* Recorded data *

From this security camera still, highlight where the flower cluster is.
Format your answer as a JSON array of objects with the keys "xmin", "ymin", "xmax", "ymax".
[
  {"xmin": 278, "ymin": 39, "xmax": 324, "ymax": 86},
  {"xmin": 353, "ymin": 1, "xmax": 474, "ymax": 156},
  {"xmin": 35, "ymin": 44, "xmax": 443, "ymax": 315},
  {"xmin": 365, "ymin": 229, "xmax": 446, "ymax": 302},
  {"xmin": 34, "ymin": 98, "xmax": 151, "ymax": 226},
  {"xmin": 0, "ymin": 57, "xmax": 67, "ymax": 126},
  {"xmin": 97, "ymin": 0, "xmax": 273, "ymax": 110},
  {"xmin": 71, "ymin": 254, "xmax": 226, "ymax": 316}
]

* Written exercise *
Convert each line of the listing above into a JSON array of strings, with one string per line and no blank lines.

* Final answer *
[
  "From this security camera still, highlight where the flower cluster is.",
  "Format your answer as a JSON array of objects with the keys \"xmin\", \"ymin\", \"xmax\", \"ymax\".",
  "[",
  "  {\"xmin\": 278, \"ymin\": 39, \"xmax\": 324, \"ymax\": 86},",
  "  {\"xmin\": 353, \"ymin\": 1, \"xmax\": 474, \"ymax\": 156},",
  "  {\"xmin\": 35, \"ymin\": 44, \"xmax\": 443, \"ymax\": 315},",
  "  {\"xmin\": 365, \"ymin\": 229, \"xmax\": 446, \"ymax\": 302},",
  "  {\"xmin\": 34, \"ymin\": 98, \"xmax\": 151, \"ymax\": 226},",
  "  {\"xmin\": 0, \"ymin\": 57, \"xmax\": 67, \"ymax\": 126},",
  "  {\"xmin\": 97, \"ymin\": 0, \"xmax\": 273, \"ymax\": 110},",
  "  {\"xmin\": 71, \"ymin\": 254, \"xmax\": 226, \"ymax\": 316}",
  "]"
]